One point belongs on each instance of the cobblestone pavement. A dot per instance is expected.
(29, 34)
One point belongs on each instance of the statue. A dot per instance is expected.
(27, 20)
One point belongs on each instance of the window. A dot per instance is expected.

+ + + +

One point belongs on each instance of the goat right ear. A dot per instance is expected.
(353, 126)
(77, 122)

+ + + +

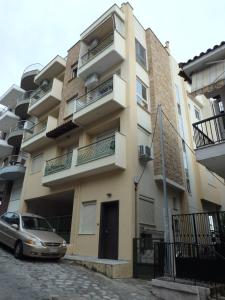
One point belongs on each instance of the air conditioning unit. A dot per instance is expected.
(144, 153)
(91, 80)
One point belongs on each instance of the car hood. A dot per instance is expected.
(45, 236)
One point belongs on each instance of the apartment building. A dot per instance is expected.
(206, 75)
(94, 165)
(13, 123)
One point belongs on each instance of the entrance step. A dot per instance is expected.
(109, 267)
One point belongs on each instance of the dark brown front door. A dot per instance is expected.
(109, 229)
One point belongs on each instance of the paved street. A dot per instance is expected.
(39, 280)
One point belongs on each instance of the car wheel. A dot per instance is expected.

+ + + +

Problem description -
Could you output everything in the listing from the line containing "One point belongs on each instance of the statue." down to the line containing "One point belongs on each instance of the window.", both included, as a JSON list of strings with one string per line and blank lines left out?

Exercise result -
[
  "One point belongs on each instance of the statue. A dot per instance is expected.",
  "(27, 20)",
  "One point belongs on each instance of the window. A dot per instance is expected."
]